### [Problem statement]
In the data below, retype exactly the line that contains "the dirt ground" and every line after it, through the last.

### [Input records]
BEGIN

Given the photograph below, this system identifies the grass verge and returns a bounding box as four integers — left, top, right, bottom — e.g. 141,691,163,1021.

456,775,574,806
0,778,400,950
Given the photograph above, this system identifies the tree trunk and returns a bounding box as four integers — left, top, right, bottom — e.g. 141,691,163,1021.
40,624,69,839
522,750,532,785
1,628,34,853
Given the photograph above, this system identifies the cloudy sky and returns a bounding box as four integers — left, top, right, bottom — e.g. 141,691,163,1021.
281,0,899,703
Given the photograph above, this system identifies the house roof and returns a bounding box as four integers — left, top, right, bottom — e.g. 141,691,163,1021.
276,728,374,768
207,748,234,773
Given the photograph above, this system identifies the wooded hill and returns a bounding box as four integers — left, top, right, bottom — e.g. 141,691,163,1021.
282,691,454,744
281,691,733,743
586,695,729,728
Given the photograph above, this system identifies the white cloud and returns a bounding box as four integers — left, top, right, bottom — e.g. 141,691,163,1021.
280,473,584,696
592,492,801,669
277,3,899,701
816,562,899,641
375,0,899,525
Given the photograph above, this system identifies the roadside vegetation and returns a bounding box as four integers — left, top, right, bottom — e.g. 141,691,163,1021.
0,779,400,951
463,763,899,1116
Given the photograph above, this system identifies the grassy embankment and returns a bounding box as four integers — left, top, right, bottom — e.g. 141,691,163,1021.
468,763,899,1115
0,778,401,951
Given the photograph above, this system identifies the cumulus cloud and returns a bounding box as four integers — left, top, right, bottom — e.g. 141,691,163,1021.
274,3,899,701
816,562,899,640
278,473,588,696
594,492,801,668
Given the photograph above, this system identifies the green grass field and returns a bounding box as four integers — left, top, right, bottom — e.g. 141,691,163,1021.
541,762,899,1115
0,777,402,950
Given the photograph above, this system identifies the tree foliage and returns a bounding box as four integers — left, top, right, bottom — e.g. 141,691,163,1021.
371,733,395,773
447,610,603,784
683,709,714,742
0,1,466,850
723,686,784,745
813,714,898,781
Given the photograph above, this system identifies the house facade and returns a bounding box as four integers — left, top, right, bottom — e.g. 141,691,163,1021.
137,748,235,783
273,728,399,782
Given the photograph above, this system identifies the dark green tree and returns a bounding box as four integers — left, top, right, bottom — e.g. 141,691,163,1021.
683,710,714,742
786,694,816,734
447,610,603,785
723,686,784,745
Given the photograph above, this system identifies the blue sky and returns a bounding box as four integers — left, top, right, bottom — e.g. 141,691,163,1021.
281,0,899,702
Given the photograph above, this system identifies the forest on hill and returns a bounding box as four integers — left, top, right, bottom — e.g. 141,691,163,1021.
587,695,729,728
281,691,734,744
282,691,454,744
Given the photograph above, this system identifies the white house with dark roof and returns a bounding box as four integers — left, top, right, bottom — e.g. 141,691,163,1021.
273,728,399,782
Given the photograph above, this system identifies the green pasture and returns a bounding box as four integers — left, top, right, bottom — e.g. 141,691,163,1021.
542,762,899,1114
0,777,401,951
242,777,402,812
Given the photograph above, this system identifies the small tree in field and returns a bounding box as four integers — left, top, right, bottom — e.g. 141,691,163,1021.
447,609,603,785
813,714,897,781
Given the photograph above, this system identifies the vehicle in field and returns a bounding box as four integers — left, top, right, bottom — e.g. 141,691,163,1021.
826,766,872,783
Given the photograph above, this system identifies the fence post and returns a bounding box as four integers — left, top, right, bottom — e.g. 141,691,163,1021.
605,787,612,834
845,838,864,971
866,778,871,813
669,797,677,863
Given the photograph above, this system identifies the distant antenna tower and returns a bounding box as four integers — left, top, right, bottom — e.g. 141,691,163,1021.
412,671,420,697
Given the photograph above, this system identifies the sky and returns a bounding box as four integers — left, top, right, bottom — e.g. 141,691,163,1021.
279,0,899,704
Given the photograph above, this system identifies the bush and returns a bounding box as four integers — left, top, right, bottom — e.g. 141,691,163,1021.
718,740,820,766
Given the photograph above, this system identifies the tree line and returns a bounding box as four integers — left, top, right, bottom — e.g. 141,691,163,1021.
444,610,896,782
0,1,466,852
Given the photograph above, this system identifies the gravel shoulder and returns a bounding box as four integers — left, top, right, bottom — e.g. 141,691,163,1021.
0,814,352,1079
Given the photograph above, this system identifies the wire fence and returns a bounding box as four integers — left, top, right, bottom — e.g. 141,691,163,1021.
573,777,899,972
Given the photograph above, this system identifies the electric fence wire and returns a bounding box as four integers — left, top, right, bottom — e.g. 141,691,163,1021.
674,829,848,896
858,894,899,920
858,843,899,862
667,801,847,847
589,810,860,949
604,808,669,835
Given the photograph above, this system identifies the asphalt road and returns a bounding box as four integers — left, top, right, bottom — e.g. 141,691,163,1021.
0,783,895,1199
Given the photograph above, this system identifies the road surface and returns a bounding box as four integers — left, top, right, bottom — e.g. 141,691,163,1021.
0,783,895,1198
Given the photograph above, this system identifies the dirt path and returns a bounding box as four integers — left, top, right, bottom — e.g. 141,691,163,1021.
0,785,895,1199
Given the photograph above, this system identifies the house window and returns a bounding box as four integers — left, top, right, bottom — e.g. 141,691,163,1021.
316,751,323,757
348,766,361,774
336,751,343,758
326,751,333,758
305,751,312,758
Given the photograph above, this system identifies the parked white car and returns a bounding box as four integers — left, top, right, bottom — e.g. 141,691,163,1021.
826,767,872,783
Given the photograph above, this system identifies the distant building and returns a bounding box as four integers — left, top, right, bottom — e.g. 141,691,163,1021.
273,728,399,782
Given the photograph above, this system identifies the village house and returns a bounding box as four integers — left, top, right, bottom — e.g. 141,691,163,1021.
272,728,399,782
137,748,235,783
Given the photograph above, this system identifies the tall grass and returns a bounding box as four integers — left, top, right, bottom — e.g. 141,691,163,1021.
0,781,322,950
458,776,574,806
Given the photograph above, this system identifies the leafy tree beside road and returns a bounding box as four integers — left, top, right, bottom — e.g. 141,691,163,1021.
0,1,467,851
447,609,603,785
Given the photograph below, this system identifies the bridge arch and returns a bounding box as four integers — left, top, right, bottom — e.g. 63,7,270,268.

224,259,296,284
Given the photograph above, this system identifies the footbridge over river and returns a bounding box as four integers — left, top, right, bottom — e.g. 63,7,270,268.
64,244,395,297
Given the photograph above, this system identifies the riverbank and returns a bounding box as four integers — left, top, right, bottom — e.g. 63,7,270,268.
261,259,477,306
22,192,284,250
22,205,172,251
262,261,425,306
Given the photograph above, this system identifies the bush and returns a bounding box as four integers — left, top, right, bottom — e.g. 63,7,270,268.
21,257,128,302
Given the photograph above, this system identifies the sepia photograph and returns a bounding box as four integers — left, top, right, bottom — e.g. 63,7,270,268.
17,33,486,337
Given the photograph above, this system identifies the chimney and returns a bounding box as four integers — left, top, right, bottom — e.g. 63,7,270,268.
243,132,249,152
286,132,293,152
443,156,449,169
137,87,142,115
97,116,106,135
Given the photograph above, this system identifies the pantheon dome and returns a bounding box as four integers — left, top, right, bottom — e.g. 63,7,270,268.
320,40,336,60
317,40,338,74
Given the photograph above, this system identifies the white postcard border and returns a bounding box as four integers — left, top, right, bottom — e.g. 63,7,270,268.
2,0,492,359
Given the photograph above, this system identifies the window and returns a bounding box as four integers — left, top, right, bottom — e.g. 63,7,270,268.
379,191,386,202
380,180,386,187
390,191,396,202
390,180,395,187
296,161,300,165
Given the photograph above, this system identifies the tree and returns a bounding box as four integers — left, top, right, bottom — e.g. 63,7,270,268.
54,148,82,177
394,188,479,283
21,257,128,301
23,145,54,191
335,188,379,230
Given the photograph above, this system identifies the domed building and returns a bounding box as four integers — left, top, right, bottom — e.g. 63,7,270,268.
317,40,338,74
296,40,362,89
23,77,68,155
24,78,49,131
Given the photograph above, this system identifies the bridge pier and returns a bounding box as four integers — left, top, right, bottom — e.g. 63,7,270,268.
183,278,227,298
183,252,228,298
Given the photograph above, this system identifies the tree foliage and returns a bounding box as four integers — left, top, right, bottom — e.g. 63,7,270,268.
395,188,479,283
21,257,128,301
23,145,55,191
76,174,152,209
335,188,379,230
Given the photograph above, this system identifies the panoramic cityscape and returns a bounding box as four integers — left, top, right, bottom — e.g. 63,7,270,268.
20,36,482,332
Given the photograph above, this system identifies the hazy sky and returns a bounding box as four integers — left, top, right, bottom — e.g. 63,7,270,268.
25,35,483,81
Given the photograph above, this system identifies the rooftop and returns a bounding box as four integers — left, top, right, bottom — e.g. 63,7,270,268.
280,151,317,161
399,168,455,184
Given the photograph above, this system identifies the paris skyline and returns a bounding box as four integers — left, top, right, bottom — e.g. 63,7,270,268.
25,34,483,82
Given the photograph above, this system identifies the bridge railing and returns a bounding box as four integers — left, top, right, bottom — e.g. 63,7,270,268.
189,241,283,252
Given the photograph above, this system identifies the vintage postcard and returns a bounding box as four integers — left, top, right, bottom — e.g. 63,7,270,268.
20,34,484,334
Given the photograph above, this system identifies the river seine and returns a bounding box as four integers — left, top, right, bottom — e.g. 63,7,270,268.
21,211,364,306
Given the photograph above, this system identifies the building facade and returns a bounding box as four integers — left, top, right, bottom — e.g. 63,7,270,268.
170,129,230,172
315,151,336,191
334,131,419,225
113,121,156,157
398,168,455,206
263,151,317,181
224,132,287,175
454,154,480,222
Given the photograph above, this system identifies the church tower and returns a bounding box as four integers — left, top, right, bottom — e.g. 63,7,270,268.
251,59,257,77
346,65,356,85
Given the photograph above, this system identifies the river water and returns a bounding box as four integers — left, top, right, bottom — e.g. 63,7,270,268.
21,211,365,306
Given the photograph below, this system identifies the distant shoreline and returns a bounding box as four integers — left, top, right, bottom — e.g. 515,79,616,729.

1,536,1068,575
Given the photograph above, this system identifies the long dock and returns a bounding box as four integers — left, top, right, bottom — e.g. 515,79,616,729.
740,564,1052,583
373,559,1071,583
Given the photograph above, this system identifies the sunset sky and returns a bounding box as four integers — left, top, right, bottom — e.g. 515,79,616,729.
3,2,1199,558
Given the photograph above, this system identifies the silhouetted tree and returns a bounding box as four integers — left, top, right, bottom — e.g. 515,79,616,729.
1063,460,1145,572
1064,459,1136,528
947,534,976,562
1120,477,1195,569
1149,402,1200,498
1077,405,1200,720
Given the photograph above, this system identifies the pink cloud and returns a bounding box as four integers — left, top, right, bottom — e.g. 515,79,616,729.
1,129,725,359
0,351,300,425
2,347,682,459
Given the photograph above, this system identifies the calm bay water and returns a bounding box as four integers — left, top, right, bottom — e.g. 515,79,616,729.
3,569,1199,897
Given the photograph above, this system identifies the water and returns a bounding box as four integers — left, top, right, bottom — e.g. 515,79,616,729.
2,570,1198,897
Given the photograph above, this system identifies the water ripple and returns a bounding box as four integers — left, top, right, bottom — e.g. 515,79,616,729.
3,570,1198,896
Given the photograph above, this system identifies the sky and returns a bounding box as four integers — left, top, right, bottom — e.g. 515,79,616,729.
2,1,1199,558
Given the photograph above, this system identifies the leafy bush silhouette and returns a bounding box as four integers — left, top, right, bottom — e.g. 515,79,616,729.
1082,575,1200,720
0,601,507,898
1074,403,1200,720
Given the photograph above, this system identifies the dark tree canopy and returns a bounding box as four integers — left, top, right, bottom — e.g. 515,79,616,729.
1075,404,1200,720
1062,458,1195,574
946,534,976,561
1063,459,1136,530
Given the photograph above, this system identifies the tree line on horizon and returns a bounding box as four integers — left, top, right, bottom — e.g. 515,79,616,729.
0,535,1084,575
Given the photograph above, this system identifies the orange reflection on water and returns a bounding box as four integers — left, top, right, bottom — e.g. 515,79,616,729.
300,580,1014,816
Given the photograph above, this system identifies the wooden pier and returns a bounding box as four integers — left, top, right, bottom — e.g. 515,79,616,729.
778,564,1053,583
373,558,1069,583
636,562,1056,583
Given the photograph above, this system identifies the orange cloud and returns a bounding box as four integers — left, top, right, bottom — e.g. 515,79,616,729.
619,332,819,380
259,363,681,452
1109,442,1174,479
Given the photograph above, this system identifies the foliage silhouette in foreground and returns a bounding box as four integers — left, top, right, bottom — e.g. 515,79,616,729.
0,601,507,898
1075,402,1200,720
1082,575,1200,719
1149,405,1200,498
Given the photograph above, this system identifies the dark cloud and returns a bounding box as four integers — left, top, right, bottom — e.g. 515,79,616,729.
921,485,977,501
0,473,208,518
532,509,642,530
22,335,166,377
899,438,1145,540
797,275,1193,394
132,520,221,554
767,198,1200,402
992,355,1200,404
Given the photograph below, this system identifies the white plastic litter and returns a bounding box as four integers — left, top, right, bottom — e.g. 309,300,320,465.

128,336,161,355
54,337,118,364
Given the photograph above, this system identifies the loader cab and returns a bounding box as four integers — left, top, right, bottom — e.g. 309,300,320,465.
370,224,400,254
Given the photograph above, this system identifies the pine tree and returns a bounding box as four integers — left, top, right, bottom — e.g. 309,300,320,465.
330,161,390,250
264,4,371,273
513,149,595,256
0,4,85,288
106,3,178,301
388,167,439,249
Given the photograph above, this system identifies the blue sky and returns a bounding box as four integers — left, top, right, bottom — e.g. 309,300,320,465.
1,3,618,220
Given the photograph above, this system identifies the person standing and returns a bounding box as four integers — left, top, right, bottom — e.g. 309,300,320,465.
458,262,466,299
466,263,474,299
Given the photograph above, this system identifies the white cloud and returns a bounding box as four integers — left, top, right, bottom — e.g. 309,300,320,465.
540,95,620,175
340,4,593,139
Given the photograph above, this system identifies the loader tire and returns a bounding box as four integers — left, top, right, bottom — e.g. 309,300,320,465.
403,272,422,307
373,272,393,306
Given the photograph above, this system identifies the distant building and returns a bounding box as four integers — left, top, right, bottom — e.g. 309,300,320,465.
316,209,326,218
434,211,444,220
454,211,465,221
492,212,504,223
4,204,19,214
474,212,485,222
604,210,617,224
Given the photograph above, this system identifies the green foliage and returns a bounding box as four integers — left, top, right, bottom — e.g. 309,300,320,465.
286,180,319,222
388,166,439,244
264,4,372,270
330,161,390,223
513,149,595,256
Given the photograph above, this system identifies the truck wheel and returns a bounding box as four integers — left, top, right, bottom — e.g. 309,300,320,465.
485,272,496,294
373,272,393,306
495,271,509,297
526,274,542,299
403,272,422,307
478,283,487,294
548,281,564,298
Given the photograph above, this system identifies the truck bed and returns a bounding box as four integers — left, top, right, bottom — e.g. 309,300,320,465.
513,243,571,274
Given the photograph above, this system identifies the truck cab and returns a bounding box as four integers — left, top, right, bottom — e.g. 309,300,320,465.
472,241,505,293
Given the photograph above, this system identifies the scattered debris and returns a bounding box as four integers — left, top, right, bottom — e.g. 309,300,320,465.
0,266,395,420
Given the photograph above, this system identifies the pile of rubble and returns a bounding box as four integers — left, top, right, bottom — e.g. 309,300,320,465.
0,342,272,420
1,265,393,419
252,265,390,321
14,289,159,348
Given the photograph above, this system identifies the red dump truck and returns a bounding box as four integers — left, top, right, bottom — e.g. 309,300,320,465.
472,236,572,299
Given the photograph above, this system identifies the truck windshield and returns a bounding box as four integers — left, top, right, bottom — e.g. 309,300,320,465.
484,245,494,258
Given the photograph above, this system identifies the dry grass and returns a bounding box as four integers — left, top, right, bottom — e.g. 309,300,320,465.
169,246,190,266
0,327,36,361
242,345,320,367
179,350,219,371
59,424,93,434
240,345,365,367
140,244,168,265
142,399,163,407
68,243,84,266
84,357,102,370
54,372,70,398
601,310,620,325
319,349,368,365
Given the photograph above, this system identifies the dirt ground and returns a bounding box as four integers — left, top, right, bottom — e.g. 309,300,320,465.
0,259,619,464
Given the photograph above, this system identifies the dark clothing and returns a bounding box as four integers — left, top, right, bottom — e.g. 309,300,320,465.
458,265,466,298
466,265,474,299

END

### [Written answer]
Given the photograph above, this system identifies the dirt ground and returns a bounding box as four integers — left, top, right, bottom — e.g. 309,300,320,465.
0,259,619,464
Given the photograph above, this system identifies the dark clothing and returns a bounding box as four integers — left, top, right, bottom — e.g. 309,300,320,465.
458,265,466,298
466,265,474,299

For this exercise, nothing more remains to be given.